(Activity list):
• A. Could you set down the passage of the article on The Scarlet Lily between "The Scarlet Lily" and "and Stuart Holmes.", inclusive, word for word?
• B. Could you resume the article on The Scarlet Lily after its final sentence, rather than the data that follows it?

(Extracted text):
- - - - -

1923 film by Victor Schertzinger

The Scarlet Lily is a lost 1923 American silent drama film directed by Victor Schertzinger and starring Katherine MacDonald, Orville Caldwell and Stuart Holmes.

== Plot ==
According to a film magazine, "Dora Mason, who has accepted the hospitality of a married man's apartment in all innocence and then finds ensuing circumstances reflecting on her character because of the purely innocent itinerary in the Jessup Barnes suite. Barnes, a married man, commissioned the interior decorating firm which employed Dora to fix up a new apartment for him. Miss Mason is the one assigned to the task, and Barnes commits a bad break at the installation night's party. Dora leaves in a huff, returning to her squalid hall bedroom to find her ailing sister. Mollie, on the ebb. The landlady, objecting to anything happening in her house, demands possession of the room, and Dora faces a tough situation because of her depicted exchequer (She has lost her position meantime). Comes a note from Barnes inviting her to use the apartment for a month In his absence out of town, which Dora is forced to accept in view of her sister's plight.

The situation becomes complicated with the intervention of Mrs. Barnes and her private detective on Barnes' return at an unfortunate moment, and Dora Mason is publicized as a co-respondent. In a country retreat Lawson Dean, a promising political figure, renews acquaintance with the heroine, having come up to recuperate from severe eye-strain. Her marriage to the lawyer, who has announced his candidacy for District Attorney, ruins his political chances when Mrs. Barnes recognizes the newlywed bride as the supposed "other woman." The usual situation about the husband's suspicions and disbelief and her efforts to establish her innocence follow, with the final fade-out satisfactory all around."

- - - - -

(Data extracts):
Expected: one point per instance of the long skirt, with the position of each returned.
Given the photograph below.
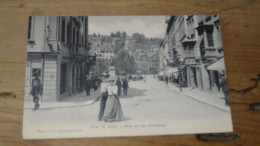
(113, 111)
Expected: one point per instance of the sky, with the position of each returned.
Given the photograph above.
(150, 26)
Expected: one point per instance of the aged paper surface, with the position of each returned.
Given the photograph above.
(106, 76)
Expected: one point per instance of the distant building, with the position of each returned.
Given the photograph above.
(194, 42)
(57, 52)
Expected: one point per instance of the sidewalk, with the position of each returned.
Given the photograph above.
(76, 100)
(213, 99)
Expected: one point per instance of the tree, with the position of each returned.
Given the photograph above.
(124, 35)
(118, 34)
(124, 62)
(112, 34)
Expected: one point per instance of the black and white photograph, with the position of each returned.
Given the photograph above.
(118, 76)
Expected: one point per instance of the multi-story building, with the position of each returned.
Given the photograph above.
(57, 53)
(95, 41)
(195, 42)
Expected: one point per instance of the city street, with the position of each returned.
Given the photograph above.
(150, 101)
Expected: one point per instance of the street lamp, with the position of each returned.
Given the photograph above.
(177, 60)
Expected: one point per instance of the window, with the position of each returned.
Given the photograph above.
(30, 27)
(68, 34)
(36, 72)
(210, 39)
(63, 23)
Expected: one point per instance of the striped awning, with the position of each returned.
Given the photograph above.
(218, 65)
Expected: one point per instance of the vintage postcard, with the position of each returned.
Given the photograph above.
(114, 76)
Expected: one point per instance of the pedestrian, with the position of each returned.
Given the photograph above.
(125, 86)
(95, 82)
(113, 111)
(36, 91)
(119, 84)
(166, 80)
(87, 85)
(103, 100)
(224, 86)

- - - - -

(Answers to the exercises):
• A.
The Scarlet Lily is a lost 1923 American silent drama film directed by Victor Schertzinger and starring Katherine MacDonald, Orville Caldwell and Stuart Holmes.

• B.
==Cast==
- Katherine MacDonald as Dora Mason
- Orville Caldwell as Lawson Dean
- Stuart Holmes as Jessup Barnes
- Edith Lyle as Mrs. Barnes
- Adele Farrington as Trixie Montresse
- J. Gordon Russell as Laurence Peyton
- Grace Morse as Beatrice Milo
- Jane Miskimin as Little Mollie
- Lincoln Stedman as John Rankin
- Gertrude Quality as Mrs. Rosetta Bowen

== Production ==
Exhibitor's Trade Review reported that filming would begin on August 21, 1922, but is contradicted by the filming chart published by Camera!. Exteriors for The Scarlet Lily were filmed on location at Lake Arrowhead, California.

== Reception ==
The Film Daily gave the film a mixed review, praising the "excellent" production, but found the story to be "very conventional."

Variety gave the film a mostly positive review, finding the story to be "considerable," though felt that Orville Caldwell was not used to his full extent.

Exhibitor's Trade Review was also quite positive, despite having the same criticisms of the story as The Film Daily review, as the reviewer felt that Victor Schertzinger handled the story well. The reviewer praised Katherine MacDonald for her performance, "demonstrating her keen sense of dramatic values," as well as the rest of the cast. The cinematography and interiors were also lauded.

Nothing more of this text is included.